Pick out every line in the listing below that contains the string "hilton", and copy each of those lines in full.

--------

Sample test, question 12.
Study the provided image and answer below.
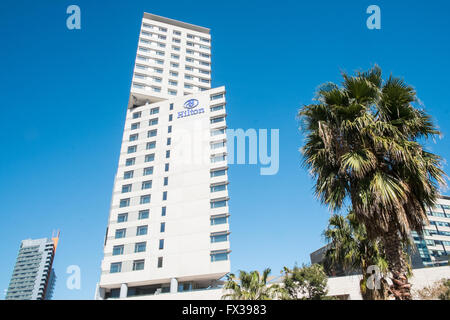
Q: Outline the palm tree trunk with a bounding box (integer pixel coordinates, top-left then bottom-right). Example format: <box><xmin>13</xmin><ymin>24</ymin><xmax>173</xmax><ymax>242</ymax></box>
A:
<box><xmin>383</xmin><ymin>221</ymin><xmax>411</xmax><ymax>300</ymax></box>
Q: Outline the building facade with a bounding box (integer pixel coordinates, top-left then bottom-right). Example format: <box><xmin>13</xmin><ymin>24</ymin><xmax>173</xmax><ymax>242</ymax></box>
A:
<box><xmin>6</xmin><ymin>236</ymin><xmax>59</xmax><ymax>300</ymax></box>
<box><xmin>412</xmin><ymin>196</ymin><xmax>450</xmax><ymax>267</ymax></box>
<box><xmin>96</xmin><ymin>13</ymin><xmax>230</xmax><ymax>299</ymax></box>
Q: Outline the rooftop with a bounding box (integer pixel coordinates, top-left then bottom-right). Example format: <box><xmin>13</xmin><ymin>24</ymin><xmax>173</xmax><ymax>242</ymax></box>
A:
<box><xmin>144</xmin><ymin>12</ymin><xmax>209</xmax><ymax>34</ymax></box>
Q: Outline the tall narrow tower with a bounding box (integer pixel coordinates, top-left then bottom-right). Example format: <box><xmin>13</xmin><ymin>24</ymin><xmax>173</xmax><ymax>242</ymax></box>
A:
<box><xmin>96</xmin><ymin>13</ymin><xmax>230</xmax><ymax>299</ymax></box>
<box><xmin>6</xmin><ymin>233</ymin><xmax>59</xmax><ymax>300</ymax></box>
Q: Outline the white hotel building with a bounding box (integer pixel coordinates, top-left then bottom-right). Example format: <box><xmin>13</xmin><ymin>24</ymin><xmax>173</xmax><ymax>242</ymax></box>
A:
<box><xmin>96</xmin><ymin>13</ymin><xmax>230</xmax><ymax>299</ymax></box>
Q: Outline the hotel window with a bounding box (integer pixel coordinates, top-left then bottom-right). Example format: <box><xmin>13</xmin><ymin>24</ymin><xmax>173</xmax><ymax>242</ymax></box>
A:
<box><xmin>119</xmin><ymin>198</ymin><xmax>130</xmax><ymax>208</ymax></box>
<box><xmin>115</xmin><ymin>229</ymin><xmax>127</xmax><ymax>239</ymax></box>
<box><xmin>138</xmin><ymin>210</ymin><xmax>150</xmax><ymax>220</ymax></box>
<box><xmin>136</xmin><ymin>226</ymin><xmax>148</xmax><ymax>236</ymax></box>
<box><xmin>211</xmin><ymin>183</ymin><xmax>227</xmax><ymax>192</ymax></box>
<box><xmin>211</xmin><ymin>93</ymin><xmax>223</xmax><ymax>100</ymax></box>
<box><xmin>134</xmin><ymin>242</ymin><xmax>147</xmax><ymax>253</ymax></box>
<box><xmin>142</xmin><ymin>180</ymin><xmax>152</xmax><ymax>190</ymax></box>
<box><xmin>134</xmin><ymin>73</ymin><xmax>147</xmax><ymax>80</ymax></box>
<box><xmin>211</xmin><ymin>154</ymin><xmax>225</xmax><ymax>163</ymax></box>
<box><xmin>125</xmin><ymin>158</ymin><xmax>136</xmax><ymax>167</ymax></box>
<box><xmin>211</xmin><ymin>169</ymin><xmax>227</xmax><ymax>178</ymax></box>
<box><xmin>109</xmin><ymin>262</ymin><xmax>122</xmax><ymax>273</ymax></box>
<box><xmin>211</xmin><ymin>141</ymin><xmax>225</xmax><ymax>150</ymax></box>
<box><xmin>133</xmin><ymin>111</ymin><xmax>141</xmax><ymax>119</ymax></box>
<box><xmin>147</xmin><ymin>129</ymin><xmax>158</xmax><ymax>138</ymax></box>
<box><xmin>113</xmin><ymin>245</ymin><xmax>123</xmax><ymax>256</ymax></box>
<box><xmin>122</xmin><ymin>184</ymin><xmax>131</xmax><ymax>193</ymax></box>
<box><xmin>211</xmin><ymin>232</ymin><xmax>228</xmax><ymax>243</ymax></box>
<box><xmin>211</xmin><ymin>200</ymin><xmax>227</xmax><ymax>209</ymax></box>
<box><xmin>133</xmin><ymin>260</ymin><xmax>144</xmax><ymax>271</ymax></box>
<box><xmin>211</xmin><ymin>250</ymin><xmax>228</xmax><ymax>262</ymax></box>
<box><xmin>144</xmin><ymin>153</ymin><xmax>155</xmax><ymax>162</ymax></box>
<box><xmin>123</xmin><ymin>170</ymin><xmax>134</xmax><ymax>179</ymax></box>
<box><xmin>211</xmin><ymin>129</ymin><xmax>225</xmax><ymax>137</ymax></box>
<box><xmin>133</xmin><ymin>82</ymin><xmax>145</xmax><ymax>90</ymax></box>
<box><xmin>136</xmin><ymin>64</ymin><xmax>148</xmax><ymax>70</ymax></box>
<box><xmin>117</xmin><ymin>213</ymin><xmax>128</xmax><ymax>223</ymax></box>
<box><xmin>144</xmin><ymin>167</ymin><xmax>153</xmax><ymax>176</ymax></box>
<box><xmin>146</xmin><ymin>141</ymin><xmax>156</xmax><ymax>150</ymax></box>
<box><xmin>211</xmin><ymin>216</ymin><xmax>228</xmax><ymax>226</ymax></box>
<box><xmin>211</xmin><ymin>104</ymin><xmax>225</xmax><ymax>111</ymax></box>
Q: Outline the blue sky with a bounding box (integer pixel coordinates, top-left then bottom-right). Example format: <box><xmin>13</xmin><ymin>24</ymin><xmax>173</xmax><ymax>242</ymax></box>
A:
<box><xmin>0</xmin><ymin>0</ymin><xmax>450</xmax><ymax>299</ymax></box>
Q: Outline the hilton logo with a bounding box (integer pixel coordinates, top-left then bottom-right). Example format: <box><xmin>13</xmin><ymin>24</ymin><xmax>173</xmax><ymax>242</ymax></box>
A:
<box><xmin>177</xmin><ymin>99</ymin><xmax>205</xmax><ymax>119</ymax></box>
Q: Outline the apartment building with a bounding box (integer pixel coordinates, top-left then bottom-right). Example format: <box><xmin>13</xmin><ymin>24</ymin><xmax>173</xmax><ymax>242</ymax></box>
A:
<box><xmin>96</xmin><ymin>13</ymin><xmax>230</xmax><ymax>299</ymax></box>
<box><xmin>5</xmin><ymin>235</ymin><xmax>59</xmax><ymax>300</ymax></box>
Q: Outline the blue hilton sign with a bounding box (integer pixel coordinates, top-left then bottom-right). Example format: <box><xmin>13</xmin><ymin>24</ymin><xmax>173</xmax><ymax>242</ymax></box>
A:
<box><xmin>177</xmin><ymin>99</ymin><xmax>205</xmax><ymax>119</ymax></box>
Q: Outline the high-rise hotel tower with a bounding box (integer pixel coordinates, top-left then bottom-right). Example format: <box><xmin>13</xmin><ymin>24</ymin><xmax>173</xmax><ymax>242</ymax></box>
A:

--------

- OUTPUT BELOW:
Q: Outline the hilton logo with a bounding box (integer pixel coordinates, top-left then bottom-right). Example format: <box><xmin>13</xmin><ymin>24</ymin><xmax>173</xmax><ymax>242</ymax></box>
Q: Outline the blue hilton sign with a bounding box (integer pixel coordinates, top-left then bottom-right). Example format: <box><xmin>13</xmin><ymin>24</ymin><xmax>173</xmax><ymax>242</ymax></box>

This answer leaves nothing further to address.